## EXTRACTED DATA

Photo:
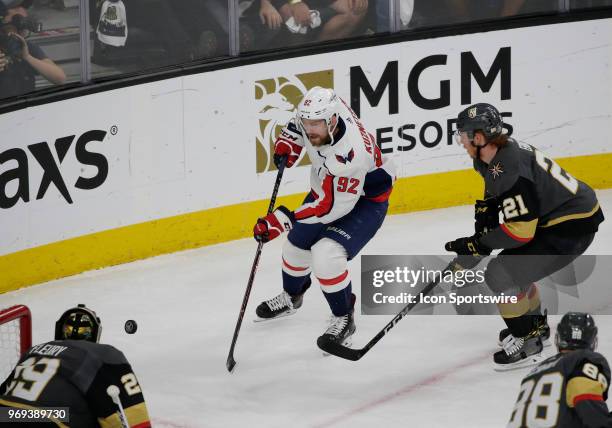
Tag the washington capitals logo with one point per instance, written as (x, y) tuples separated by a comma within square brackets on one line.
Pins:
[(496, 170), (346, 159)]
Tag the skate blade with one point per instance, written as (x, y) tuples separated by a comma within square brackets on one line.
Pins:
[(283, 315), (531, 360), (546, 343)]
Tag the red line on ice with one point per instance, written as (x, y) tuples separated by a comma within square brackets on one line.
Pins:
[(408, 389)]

---

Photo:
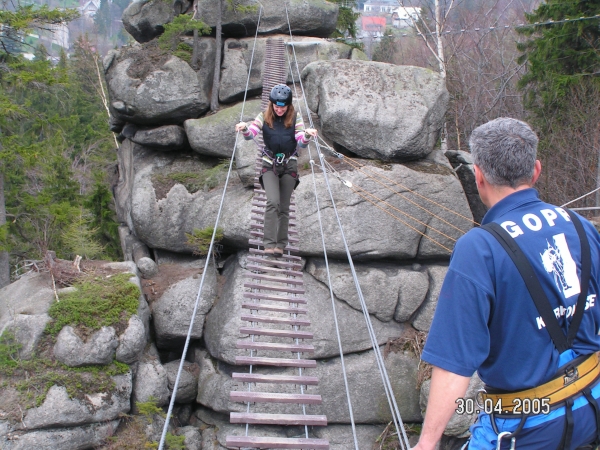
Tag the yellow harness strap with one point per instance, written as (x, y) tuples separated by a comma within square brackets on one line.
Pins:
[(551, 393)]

--

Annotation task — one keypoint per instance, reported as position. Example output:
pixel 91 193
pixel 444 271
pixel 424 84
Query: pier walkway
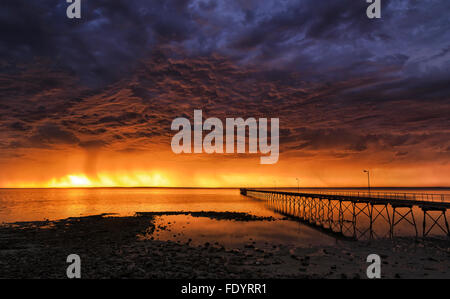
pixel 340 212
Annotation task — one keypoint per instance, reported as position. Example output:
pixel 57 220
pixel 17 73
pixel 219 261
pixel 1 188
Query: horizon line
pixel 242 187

## THE EXERCISE
Repeat, without any change, the lines from the one containing "Tag the red" to the one containing "[(408, 389)]", both included.

## EXERCISE ANSWER
Tag the red line on ice with one point per instance, written as (x, y) tuples separated by a comma within square brackets on one line.
Pins:
[(408, 389)]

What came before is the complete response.